--- Entries shown ---
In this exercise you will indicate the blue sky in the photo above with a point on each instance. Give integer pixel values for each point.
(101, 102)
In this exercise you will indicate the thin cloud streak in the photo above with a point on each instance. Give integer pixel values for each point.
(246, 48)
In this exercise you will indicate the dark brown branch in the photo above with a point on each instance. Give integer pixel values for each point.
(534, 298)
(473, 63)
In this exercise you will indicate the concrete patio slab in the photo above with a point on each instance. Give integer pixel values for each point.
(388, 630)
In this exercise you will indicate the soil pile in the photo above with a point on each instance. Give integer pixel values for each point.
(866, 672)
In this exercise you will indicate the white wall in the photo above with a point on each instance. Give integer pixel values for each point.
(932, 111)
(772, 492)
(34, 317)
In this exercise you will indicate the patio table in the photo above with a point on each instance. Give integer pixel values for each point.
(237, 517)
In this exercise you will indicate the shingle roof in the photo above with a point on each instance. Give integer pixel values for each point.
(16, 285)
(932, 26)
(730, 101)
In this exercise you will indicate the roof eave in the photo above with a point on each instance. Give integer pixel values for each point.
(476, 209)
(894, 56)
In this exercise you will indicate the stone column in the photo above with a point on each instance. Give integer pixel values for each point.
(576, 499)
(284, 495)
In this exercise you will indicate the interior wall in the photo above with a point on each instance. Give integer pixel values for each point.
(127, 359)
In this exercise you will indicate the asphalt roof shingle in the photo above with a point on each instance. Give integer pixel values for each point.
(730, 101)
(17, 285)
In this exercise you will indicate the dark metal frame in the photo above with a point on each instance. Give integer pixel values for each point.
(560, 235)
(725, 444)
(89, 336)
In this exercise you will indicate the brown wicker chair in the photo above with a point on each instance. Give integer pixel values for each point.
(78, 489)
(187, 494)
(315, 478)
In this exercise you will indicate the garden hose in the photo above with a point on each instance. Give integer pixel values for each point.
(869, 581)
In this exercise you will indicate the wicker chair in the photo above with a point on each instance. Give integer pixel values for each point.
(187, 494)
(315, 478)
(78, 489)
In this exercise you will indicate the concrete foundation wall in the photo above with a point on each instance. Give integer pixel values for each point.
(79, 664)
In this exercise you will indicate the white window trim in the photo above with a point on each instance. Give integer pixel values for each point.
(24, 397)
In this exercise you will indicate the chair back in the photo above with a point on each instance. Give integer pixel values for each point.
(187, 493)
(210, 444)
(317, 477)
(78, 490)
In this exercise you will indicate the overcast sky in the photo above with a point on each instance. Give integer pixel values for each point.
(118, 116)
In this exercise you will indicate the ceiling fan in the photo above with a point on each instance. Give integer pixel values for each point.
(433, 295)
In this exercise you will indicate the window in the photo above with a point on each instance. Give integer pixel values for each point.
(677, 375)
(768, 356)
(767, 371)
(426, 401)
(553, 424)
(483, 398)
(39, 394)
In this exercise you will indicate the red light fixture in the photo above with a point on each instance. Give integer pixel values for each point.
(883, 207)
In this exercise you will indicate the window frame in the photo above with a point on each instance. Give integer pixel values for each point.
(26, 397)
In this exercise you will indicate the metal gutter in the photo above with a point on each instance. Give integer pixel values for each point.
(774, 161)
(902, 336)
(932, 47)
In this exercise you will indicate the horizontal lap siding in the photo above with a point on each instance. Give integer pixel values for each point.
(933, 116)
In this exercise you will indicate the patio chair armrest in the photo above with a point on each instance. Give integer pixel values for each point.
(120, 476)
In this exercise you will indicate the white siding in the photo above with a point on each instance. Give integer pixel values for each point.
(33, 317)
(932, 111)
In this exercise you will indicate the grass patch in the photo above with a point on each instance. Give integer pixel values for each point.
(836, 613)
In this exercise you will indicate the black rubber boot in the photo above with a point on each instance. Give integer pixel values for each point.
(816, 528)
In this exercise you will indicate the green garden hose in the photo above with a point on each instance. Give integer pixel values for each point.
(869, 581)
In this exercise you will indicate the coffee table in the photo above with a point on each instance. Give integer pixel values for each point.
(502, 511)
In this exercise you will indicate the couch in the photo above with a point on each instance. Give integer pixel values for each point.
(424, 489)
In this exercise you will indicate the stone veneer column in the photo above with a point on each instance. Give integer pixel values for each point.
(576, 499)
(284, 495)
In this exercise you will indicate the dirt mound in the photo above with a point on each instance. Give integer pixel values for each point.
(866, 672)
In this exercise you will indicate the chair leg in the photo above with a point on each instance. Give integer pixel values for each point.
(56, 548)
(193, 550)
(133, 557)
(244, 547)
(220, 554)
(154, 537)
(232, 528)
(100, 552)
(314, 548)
---
* Exercise objective *
This task calls for the material above to be duplicated verbatim.

* Exercise solution *
In this exercise you will indicate the blue sky in the photo above with a point on each instance. Give integer pixel values for each point.
(101, 102)
In this exercise you will indicate the thin cloud streak in the photo above with a point on each instance. Give integer pixel values for each point.
(246, 48)
In this exercise you will indicate the dark brown branch in the photo above with a point on each instance. Give integer pixel values for each point.
(534, 298)
(473, 63)
In this exercise you will indicate the concrete patio slab in the photo above with a point on each instance. Give integer pixel values for each point.
(388, 630)
In this exercise you will indicate the soil pile in the photo above with a point on each instance. Give integer pixel values for each point.
(866, 672)
In this exercise you will indicate the white wall in the photo above with a point on each instance. Give integer pixel values for each point.
(932, 111)
(772, 492)
(34, 317)
In this exercise you will indicate the patio table in the photo above with a point on each instance. Give integer pixel values for each point.
(237, 517)
In this exercise you will indicate the shingle roof in the photo above with a point on each instance. Give integer pixel values for each point.
(16, 285)
(932, 26)
(730, 101)
In this exercise you will indicate the roof eave in the photo above with a point on each instance. Give integer pixel values for each point.
(476, 209)
(894, 56)
In this exercise you will indicate the stone column in the photo above with a point on each instance. Give integer pixel values for each point.
(576, 499)
(284, 495)
In this exercise you will indicate the interior wall in the photo above with a point on each instance. Give integer pixel values for each point.
(127, 359)
In this exercise you will indicate the asphalt roof shingle in the photo above with a point on each instance. Give integer pixel values for each point.
(730, 101)
(17, 285)
In this exercise you will indicate the dark metal frame in the photo above with a point on each instance. Give integer pixel values for each point.
(560, 235)
(725, 444)
(89, 336)
In this exercise you will indicate the brown wicker chair in the photo above with a point on each instance. Give integer pixel values for each point.
(78, 489)
(187, 494)
(315, 478)
In this exercise you will indicate the garden hose in the photo above with a point on each instance. Give integer pixel values for each point.
(869, 581)
In this exercise you will indicate the wicker chair in the photo above with a point on each instance. Give integer pixel values for each point.
(187, 494)
(315, 478)
(78, 489)
In this exercise you will indicate the concrete foundation wall in the photo above with a point on each instance. Give integer pixel values for each point.
(79, 664)
In this exercise you will indicate the white window trim in the photo above with a point on each instance. Give integer pixel values for each point.
(24, 397)
In this exercise you will indicate the chair back in the photo above with a point on each instance. Give integer pixel values for each point.
(187, 493)
(210, 444)
(317, 477)
(78, 490)
In this exercise you will indicate the overcast sky in the photo above with a point on each instance. Give integer pixel values for each point.
(118, 116)
In this exercise you will indicate the ceiling fan in the photo above with a point on each instance. Give integer pixel values for each point.
(433, 295)
In this exercise you will indicate the window in the photo above with a point on each instance. Give integer pixel values for each point.
(677, 375)
(768, 356)
(767, 371)
(426, 401)
(553, 424)
(483, 398)
(39, 394)
In this exercise you will indicate the red light fixture in the photo above with a point on each instance. Give integer pixel values for each point.
(883, 207)
In this exercise you will indicate the window frame in the photo above with a point on each instance. Give integer pixel values for each point.
(26, 397)
In this exercise you will indicate the metal gutter in the photo above with a point on each instance. Give integer pixel values for each point.
(774, 161)
(902, 336)
(932, 47)
In this exercise you will indicate the horizontal lap siding in the photo above with a point on each instance. Give integer pixel values for each point.
(933, 116)
In this exercise you will indicate the patio chair armrest in the photo above with a point on each instance. Give integer pixel values for each point.
(120, 476)
In this exercise you will indicate the white siding in the photo above with a point on each instance. Give integer pixel values for each point.
(33, 317)
(932, 111)
In this exercise you will indicate the grass patch in the photo above with a point on each instance. Give integer pixel values for each point.
(836, 613)
In this exercise you will indicate the black rubber boot in the photo above with a point on each instance. Give integer pixel values for each point.
(816, 528)
In this exercise you will indicate the green garden hose in the photo above with a point on each instance. Give integer pixel values for each point.
(869, 581)
In this exercise you will indicate the coffee table in the photo above with a point on each instance. Give integer pixel values for each point.
(502, 511)
In this exercise you will indicate the couch in the photo above with a point on each instance. Give integer pixel values for each point.
(424, 489)
In this exercise you will indicate the stone veneer column in the photo above with a point on each instance. Give integer pixel values for each point.
(576, 499)
(284, 495)
In this exercise you will indicate the dirt mound in the photo above with a point on each instance. Give integer pixel values for each point.
(866, 672)
In this exercise you will indicate the chair leg in the photo above with a point on each instance. Give integer pixel values for each point.
(56, 548)
(193, 550)
(133, 557)
(244, 547)
(220, 554)
(154, 537)
(232, 528)
(100, 552)
(314, 548)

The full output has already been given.